[Description of the task] Locate each line of the data that includes the string "plastic", and copy those lines out. Case counts.

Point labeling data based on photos
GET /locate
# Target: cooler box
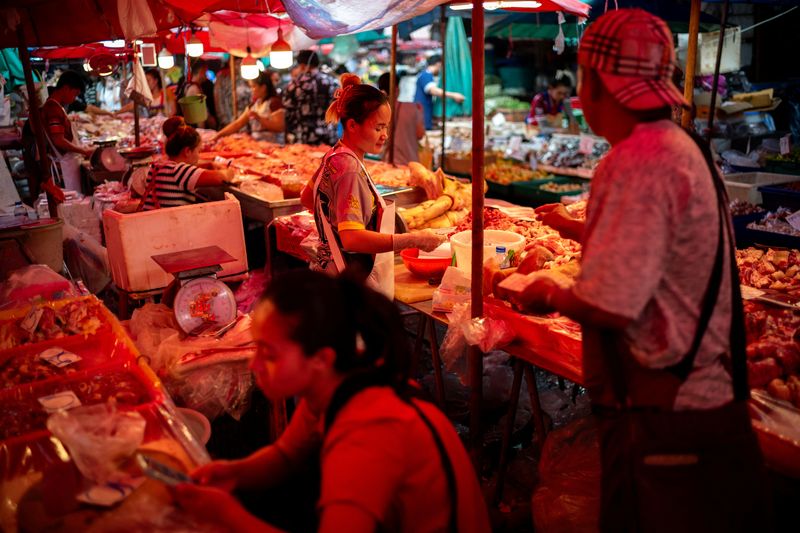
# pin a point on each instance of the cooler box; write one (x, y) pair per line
(132, 239)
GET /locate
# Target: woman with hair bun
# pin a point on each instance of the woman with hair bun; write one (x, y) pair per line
(356, 226)
(173, 182)
(389, 461)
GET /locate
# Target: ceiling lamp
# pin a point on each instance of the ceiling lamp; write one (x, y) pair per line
(501, 4)
(165, 60)
(194, 48)
(280, 55)
(249, 67)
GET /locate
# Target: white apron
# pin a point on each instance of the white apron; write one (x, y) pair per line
(67, 166)
(382, 276)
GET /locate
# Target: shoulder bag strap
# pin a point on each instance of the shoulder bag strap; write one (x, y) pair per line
(357, 383)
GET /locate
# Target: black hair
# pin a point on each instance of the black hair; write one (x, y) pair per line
(153, 72)
(355, 100)
(71, 79)
(560, 82)
(385, 80)
(265, 78)
(341, 313)
(199, 64)
(308, 57)
(179, 136)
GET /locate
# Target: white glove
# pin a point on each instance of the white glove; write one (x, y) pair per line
(425, 240)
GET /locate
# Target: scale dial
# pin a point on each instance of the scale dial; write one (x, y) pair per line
(204, 302)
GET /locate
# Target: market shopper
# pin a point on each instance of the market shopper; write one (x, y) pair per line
(262, 122)
(389, 462)
(658, 301)
(62, 140)
(550, 107)
(173, 182)
(427, 89)
(356, 226)
(408, 126)
(162, 103)
(306, 100)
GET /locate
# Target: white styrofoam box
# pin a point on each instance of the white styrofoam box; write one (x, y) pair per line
(744, 185)
(134, 238)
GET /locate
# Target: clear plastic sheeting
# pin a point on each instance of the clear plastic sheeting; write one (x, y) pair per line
(329, 18)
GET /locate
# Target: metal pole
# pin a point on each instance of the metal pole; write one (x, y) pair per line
(393, 93)
(232, 67)
(474, 355)
(691, 62)
(715, 81)
(443, 31)
(37, 125)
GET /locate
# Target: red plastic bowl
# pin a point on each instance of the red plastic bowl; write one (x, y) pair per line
(425, 267)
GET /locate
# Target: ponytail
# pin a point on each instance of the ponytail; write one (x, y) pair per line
(354, 100)
(179, 136)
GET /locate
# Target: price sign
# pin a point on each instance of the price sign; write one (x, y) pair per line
(785, 145)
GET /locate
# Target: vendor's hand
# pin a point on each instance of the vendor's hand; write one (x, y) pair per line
(537, 297)
(208, 504)
(220, 474)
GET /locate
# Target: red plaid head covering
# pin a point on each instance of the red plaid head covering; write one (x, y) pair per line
(633, 54)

[Written response]
# Target: clear plastic sheeting
# pin a point on each instance of the clear plastic sheeting; write one (x, y) pair per line
# Target: red plastic bowl
# pin a point on each instance of the red plastic bowl; write one (x, y) pair per line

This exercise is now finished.